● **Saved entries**
□ □ □

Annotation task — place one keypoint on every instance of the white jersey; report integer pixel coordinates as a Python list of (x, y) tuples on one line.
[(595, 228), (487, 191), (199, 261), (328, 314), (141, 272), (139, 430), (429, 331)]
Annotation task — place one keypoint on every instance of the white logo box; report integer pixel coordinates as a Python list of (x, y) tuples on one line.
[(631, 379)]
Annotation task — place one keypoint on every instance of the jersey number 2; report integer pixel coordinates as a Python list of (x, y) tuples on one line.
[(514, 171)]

□ □ □

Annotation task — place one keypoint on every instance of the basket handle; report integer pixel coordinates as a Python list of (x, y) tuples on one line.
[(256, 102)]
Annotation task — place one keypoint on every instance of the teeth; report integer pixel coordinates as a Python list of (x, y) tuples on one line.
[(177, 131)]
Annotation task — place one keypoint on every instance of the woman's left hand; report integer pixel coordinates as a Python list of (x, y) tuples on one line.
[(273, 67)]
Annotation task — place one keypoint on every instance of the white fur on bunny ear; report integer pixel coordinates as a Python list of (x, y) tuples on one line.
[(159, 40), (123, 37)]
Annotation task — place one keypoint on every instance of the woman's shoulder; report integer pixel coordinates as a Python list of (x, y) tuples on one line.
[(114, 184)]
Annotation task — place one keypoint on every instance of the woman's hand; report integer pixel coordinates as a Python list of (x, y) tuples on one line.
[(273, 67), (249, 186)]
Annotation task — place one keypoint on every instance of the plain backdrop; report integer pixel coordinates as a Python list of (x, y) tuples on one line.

□ □ □

● **YOUR ASSIGNMENT**
The required answer is the exact run of lines above starting at the line with "the woman's hand;" and ending at the line with "of the plain", with both ends present.

● **YOUR SOLUTION**
Annotation task — place one keypoint on every instance of the woman's hand; report integer pixel coordinates as a Python list of (x, y) tuples on one line.
[(273, 67), (249, 186)]
Annotation task — place one keypoint on every instance of the plain backdrop; report integer pixel coordinates as a Python list of (x, y) tuples on one line.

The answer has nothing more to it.